Text under study below:
Indian writer (1903–1977)

Vinayak Sadashiv Sukhthankar (3 March 1903 – 18 September 1977) was a prominent writer from Goa, recognized for pioneering regionalist fiction in Marathi literature. His work extensively documented the rural life and folklore of the Goan countryside.

== Early life and education ==
Sukhthankar was born on 3 March 1903 in Colvale, Goa. He completed his primary Marathi education up to the fourth grade in Panaji, followed by middle school at Saraswat Vidyalaya in Mapusa. He initially pursued Portuguese education through the Lyceum in Panaji but later decided to switch to an English-medium curriculum. To facilitate this, he moved to Dharwad to attend a government school.
He pursued higher education at Fergusson College in Pune. Additionally, he completed a six-month specialized course in milk production.
End of Text under study.
Provided records below:
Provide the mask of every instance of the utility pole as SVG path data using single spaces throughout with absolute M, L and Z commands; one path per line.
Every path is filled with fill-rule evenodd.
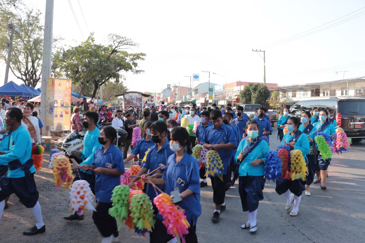
M 259 55 L 260 55 L 259 52 L 264 52 L 264 58 L 261 56 L 261 55 L 260 55 L 260 56 L 261 56 L 261 58 L 264 59 L 264 85 L 266 85 L 266 73 L 265 72 L 265 51 L 261 51 L 261 49 L 260 49 L 260 51 L 257 51 L 257 49 L 254 51 L 253 49 L 252 49 L 252 51 L 256 51 L 257 53 Z
M 53 6 L 54 0 L 46 0 L 46 16 L 45 17 L 45 33 L 43 41 L 43 61 L 42 63 L 42 79 L 41 96 L 41 119 L 42 123 L 46 123 L 46 104 L 47 103 L 47 78 L 51 77 L 51 64 L 52 62 L 52 41 L 53 28 Z M 47 133 L 49 133 L 49 132 Z

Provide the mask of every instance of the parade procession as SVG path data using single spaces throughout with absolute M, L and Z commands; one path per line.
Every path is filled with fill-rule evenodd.
M 363 3 L 67 1 L 0 0 L 0 243 L 365 242 Z

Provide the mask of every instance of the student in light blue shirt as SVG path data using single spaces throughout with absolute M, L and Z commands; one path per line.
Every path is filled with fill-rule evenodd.
M 223 181 L 216 176 L 211 178 L 213 189 L 213 200 L 215 204 L 212 221 L 214 223 L 218 223 L 221 210 L 226 208 L 224 197 L 226 187 L 230 179 L 231 173 L 229 172 L 231 158 L 231 150 L 237 148 L 235 145 L 237 140 L 232 128 L 223 123 L 220 111 L 213 110 L 211 113 L 210 117 L 214 126 L 207 129 L 203 136 L 201 144 L 207 150 L 217 151 L 223 164 Z
M 290 147 L 290 150 L 299 150 L 301 151 L 303 158 L 308 163 L 307 155 L 309 153 L 309 141 L 308 136 L 298 130 L 299 120 L 298 117 L 292 116 L 288 120 L 287 129 L 288 132 L 284 134 L 284 137 L 281 144 L 287 144 Z M 275 191 L 279 195 L 284 194 L 287 198 L 286 210 L 289 210 L 291 207 L 293 200 L 294 206 L 290 212 L 291 216 L 296 216 L 299 212 L 299 204 L 301 199 L 301 194 L 306 190 L 304 185 L 306 181 L 301 179 L 289 180 L 281 178 L 276 181 Z M 291 192 L 294 195 L 292 197 L 290 195 Z
M 241 226 L 250 229 L 251 233 L 257 230 L 256 216 L 259 202 L 264 199 L 262 190 L 266 157 L 270 151 L 268 143 L 260 139 L 258 124 L 254 120 L 249 121 L 245 131 L 247 136 L 239 143 L 235 155 L 238 164 L 238 191 L 243 212 L 247 212 L 249 220 Z
M 169 144 L 173 154 L 169 158 L 166 169 L 162 175 L 157 175 L 155 178 L 147 177 L 144 180 L 147 183 L 150 180 L 154 184 L 164 185 L 164 192 L 169 195 L 173 191 L 178 190 L 182 199 L 179 206 L 184 210 L 190 225 L 188 233 L 184 236 L 184 240 L 186 242 L 197 243 L 196 223 L 201 214 L 199 166 L 192 154 L 189 142 L 186 129 L 181 127 L 174 128 L 170 134 Z M 155 228 L 150 235 L 150 242 L 167 242 L 172 239 L 172 235 L 167 234 L 166 227 L 162 223 L 163 218 L 159 214 L 156 220 Z
M 24 235 L 31 235 L 45 232 L 46 226 L 34 181 L 35 169 L 31 159 L 30 134 L 22 125 L 23 117 L 22 111 L 18 108 L 9 108 L 5 113 L 5 124 L 11 127 L 12 131 L 9 138 L 9 150 L 0 152 L 0 165 L 7 164 L 8 168 L 7 174 L 1 179 L 0 219 L 5 206 L 5 199 L 15 193 L 23 205 L 32 208 L 34 215 L 35 225 L 23 232 Z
End of Provided records.
What the task asks
Write the next part of the biography of Vinayak Sadashiv Sukhthankar, starting right after its last sentence. These records have no connection to the text about Vinayak Sadashiv Sukhthankar.

Result
== Literary career ==
Sukhthankar primarily indulged in folk literature (lok-sahitya). His travels through the villages of Goa provided the inspiration for his regional stories. In 1926, he published his first story, titled Katu Kartavya. His 1939 collection, Sahyadrichya Paithyashi (At the Foot of the Sahyadris), is regarded by critics as the first authentic regional story collection in Marathi literature due to its vivid portrayal of the Goan landscape and social life.

He contributed poetry and prose to several notable periodicals, including Anand, Chitramayjagat, Purusharth, and Ratnakar. Under the influence of Shridhar Venkatesh Ketkar, he wrote Govyatil Janpadgani (Folk Songs of Goa) for the magazine Vidyasewek. His other prose works include a biography of the Portuguese poet Luís de Camões. In 1974, he published an English book titled The Tales and Tellers of Goa, which explored the state's oral traditions.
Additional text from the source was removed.